======== ФРАГМЕНТ ТЕКСТА ========
Иван: Ты может просто мало хуеты читал полнейшей вообще?
 
Петр: Да у нас хватает вещей побезумнее, а Святогор как раз вписывается в архивно-академическую линию: умер почти сто лет назад, в книге собрано почти все, что он написал, присутствует отличный аппарат. Если уж безумное, то это скорее про книгу Олега Иванца, которая издавалась не столько ради основного ее содержания, сколько ради интервью и личности автора, который был анархистом, членом знаменитой «Конфедерации анархо-синдикалистов», потом подписался у бандитов отвечать за воровской общак, потом его убить хотели, и он сел в тюрьму, чтобы не убили. Отсидел, освободился, а спустя полтора года после выхода книги сел еще раз, на этот раз за вымогательство. Большая часть его книги при этом посвящена феномену экспроприации в истории России.
 
Иван: Если смотреть на Блока через школьный учебник литературы, то все ок, но если присмотреться внимательнее к нему, к Есенину, к самым мейнстримным фигурам Серебряного века, то они все, думаю, покажутся не менее поехавшими. Если чуть поглубже копнуть — например, Сологуба — там вообще пиздец полный, его ведь многие современники колдуном считали. Ну или хотя бы «Творимую легенду» почитайте, чудесный роман, как сейчас помню: «Медленно открылся бедный гробик». [Целиком абзац, начинающийся с этого предложения, выглядит так: «Медленно открылся бедный гробик. Явствен стал тихий стон. Уже в глубине могилы были мальчики. Наклонились к бедному маленькому гробу. Еще землею полузасыпан был гроб, но уже мальчики чувствовали под ногами дрожание его крышки. Крышка, забитая гвоздями, легко поддалась усилиям маленьких детских рук и отвалилась на сторону, к земляному боку могилы. Гроб раскрылся так же просто, как открывается всякий дом». — КРОТ]. А потом уже начинаются наши любимые Святогор, Тиняков, Пимен Карпов и другие замечательные литераторы, на которых клейма ставить негде.
 
Почему вы решили Святогора издать, откуда вы о нем узнали?
 
Петр: Ничего не знали о нем до письма Жени Кучинова, философа из Нижнего Новгорода, который и предложил издать книжку. Откуда он сам узнал, можно догадаться: видимо из гройсовско-адмаргинемовской антологии «Русский космизм» (там есть статья Святогора). Вообще не так важно, откуда ноги растут, суть в другом: Кучинов взялся, сел и подготовил рукопись от начала до конца, не волындил, как многие делают, ну и мы со своей стороны потом что нужно устроили. Очень приятное сотрудничество, полное взаимопонимание.
======== ПРЕДОСТАВЛЕННЫЕ ДАННЫЕ ========
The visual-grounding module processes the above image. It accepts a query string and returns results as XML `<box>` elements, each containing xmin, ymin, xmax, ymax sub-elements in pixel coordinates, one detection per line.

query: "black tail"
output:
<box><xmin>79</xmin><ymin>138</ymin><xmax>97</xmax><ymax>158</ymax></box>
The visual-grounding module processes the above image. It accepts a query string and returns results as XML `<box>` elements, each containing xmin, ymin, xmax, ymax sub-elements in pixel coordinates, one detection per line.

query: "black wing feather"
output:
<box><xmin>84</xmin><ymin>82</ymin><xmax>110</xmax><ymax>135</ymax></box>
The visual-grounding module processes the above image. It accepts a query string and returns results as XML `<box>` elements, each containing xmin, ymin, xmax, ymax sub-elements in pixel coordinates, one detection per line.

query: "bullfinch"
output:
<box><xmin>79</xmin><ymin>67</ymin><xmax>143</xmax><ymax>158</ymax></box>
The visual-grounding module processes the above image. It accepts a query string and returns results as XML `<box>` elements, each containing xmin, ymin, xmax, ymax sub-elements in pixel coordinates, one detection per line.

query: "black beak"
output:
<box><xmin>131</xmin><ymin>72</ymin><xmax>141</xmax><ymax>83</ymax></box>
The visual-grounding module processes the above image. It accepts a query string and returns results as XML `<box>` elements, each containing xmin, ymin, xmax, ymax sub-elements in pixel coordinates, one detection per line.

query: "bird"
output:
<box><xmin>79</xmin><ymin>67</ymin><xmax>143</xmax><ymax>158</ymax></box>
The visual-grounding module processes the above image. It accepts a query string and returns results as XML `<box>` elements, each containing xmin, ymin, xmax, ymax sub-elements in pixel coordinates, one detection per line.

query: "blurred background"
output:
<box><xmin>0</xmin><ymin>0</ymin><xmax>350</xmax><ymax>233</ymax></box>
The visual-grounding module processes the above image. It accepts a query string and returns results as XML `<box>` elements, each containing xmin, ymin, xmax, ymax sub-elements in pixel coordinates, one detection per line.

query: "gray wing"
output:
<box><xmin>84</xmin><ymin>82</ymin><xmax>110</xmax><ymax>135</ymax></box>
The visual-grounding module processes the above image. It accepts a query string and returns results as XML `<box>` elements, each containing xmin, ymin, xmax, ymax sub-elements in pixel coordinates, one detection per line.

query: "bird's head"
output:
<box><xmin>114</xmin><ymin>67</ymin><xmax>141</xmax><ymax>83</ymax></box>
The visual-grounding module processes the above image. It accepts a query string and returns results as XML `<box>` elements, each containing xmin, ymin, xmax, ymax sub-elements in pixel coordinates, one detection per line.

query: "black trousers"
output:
========
■ **ЗАДАНИЕ A**:
Обновите отрывок интервью, начав со слов «Петр: Да у нас» и закончив словами «в истории России.». В этом отрывке «полтора года» должно быть заменено на «два года».
■ **ЗАДАНИЕ B**:
Напишите, что идет в интервью дальше, сразу после последней приведенной реплики.
Данные получены из другого источника, не из интервью.

■ **ОТВЕТ A**:
Петр: Да у нас хватает вещей побезумнее, а Святогор как раз вписывается в архивно-академическую линию: умер почти сто лет назад, в книге собрано почти все, что он написал, присутствует отличный аппарат. Если уж безумное, то это скорее про книгу Олега Иванца, которая издавалась не столько ради основного ее содержания, сколько ради интервью и личности автора, который был анархистом, членом знаменитой «Конфедерации анархо-синдикалистов», потом подписался у бандитов отвечать за воровской общак, потом его убить хотели, и он сел в тюрьму, чтобы не убили. Отсидел, освободился, а спустя два года после выхода книги сел еще раз, на этот раз за вымогательство. Большая часть его книги при этом посвящена феномену экспроприации в истории России.

■ **ОТВЕТ B**:
 
Иван: Это кротовые норы, которые мы роем.
 
Петр: Причем зарывание вглубь не помешало нам буквально месяц назад вернуться к старой журналистской серии — договорились издать сборник статей Лены Рачевой, журналистки «Новой газеты». Например, у нее есть текст о том, как волки захватывают вымирающие деревни под Псковом: ощущение тревоги и безысходности, возникающее при чтении, вполне созвучно, на мой взгляд, духу нашего времени. Или, скажем, недавно у нас вышел «Предел скорби», сборник произведений Вацлава Серошевского, польско-российского этнографа и писателя. Эти тексты, написанные больше ста лет назад, повествуют о жизни коренных народов Сибири, но атмосфера в них очень похожая.
 
Я периодически задумываюсь о том, что ваша привычка то и дело врубать режим «срал-ебал» должна от вас читателей и покупателей уводить. У вас у самих нет какой-то рефлексии на этот счет?
 
Иван: В информационном сопровождении книг мы не сильны, поднимать шум вокруг них и дискуссии инициировать как-то душа не лежит. Хотя некоторые умеют, конечно, устроить пляски с бубном на все село, иногда даже вокруг полной ерунды. Перед нами стоят главным образом практические вопросы: каких авторов привлечь, в какую аудиторию они попадают, как их материал оформить, как назвать, как продать. Обычно все, что мы можем сказать о нашей новой книге, — это аннотация к ней, которая пишется в десять предложений и по возможности сокращается до пяти.

Тебе не кажется, что пиздобольство может поддерживать на плаву все остальное?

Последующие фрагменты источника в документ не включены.